*AUFGABE 1*.
Schreiben Sie den Bericht über das Spiel Wales gegen die BR Deutschland in Cardiff vollständig und unverändert ab.

Das 0:0 in Wales hält der BRD den Weg zur WM nach Italien offen / Trinkerausweis und vernagelte Läden  ■  Aus Cardiff Ralf Sotscheck

Cardiff am Mittwoch um fünf Uhr morgens: Der erste Hinweis auf das Weltmeisterschafts-Qualifikationsspiel zwischen Wales und der BR Deutschland findet sich bereits am Hauptbahnhof. Unter dem Hinweisschild Hysbysrwydd, was auf walisisch „Information“ bedeutet, werden die Herren Kuck und Werdun von der Frankfurter Polizei aufgefordert, sich umgehend beim Streifenwagen vor dem Bahnhofsgebäude zu melden. Cardiff ist auf den Ansturm der deutschen Fans vorbereitet. Inspektor Bob Jones von der südwalisischen Polizei sagt, er habe „auf alle Fälle genügend uniformierte und zivilgekleidete Beamte, um die Stadt und das Stadion zu patrouillieren“. Er sei aber über den schlechten Ruf der deutschen Fans nicht weiter besorgt: „So schlimm wie die englischen Hooligans können sie gar nicht sein.“

Viele Geschäftsinhaber in der Nähe des Stadions treffen dennoch ihre eigenen Vorkehrungen. Bereits am Abend vor dem Spiel vernagelten sie ihre Läden mit Brettern. Die Kneipenbesitzer sind von der Polizei schriftlich vor den Gefahren des Fußballspiels gewarnt worden. David Whittaker hat das Pech, daß seine Royal Hotel Bar keine hundert Meter vom Stadion entfernt liegt. So verfiel er auf die Idee, Trinkerausweise auszustellen. Wer keine solche Trinkerlizenz besitzt, dem wird von sechs korrekt gekleideten, aber kräftigen Herren der Eintritt verwehrt. Margaret Thatcher wird sich freuen, daß ihrer geplanten Ausweispflicht für Fußballfans durch Privatinitiative der Boden bereitet wird.

[Zeilen aus einem Datensatz zum Zeigen auf Objekte]
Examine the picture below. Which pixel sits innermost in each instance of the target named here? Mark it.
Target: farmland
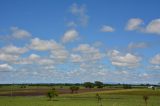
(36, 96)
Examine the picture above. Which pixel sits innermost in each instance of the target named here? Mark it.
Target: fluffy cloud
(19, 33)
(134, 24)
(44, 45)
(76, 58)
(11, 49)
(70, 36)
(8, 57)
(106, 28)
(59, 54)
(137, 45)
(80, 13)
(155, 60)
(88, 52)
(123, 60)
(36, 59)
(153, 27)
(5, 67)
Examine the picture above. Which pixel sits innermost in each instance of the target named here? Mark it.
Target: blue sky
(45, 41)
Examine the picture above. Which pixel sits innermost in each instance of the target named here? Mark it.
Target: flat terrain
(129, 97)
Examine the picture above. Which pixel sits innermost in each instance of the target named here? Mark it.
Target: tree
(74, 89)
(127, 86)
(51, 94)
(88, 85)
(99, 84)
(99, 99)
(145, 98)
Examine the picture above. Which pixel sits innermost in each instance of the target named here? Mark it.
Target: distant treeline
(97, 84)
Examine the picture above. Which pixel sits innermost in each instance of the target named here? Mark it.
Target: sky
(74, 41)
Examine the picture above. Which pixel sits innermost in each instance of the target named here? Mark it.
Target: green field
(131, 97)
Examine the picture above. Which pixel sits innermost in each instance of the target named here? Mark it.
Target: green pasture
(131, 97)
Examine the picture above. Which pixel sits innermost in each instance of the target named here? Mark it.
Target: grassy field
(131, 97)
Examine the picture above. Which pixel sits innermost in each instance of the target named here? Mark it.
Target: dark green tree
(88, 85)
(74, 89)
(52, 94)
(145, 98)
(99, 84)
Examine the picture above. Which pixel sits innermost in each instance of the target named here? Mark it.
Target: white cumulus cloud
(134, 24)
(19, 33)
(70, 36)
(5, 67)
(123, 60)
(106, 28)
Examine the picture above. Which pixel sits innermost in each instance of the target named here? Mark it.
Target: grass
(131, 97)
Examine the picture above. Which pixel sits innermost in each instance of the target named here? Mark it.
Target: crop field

*AUFGABE 2*.
Ermitteln Sie, in wie vielen Zeilen der Datensätze oben die Zeichenfolge „field“ vorkommt. Groß- und Kleinschreibung zählt, und es wird nur die Zahl angegeben.

*LÖSUNG 1*.
Das 0:0 in Wales hält der BRD den Weg zur WM nach Italien offen / Trinkerausweis und vernagelte Läden  ■  Aus Cardiff Ralf Sotscheck

Cardiff am Mittwoch um fünf Uhr morgens: Der erste Hinweis auf das Weltmeisterschafts-Qualifikationsspiel zwischen Wales und der BR Deutschland findet sich bereits am Hauptbahnhof. Unter dem Hinweisschild Hysbysrwydd, was auf walisisch „Information“ bedeutet, werden die Herren Kuck und Werdun von der Frankfurter Polizei aufgefordert, sich umgehend beim Streifenwagen vor dem Bahnhofsgebäude zu melden. Cardiff ist auf den Ansturm der deutschen Fans vorbereitet. Inspektor Bob Jones von der südwalisischen Polizei sagt, er habe „auf alle Fälle genügend uniformierte und zivilgekleidete Beamte, um die Stadt und das Stadion zu patrouillieren“. Er sei aber über den schlechten Ruf der deutschen Fans nicht weiter besorgt: „So schlimm wie die englischen Hooligans können sie gar nicht sein.“

Viele Geschäftsinhaber in der Nähe des Stadions treffen dennoch ihre eigenen Vorkehrungen. Bereits am Abend vor dem Spiel vernagelten sie ihre Läden mit Brettern. Die Kneipenbesitzer sind von der Polizei schriftlich vor den Gefahren des Fußballspiels gewarnt worden. David Whittaker hat das Pech, daß seine Royal Hotel Bar keine hundert Meter vom Stadion entfernt liegt. So verfiel er auf die Idee, Trinkerausweise auszustellen. Wer keine solche Trinkerlizenz besitzt, dem wird von sechs korrekt gekleideten, aber kräftigen Herren der Eintritt verwehrt. Margaret Thatcher wird sich freuen, daß ihrer geplanten Ausweispflicht für Fußballfans durch Privatinitiative der Boden bereitet wird.

*LÖSUNG 2*.
3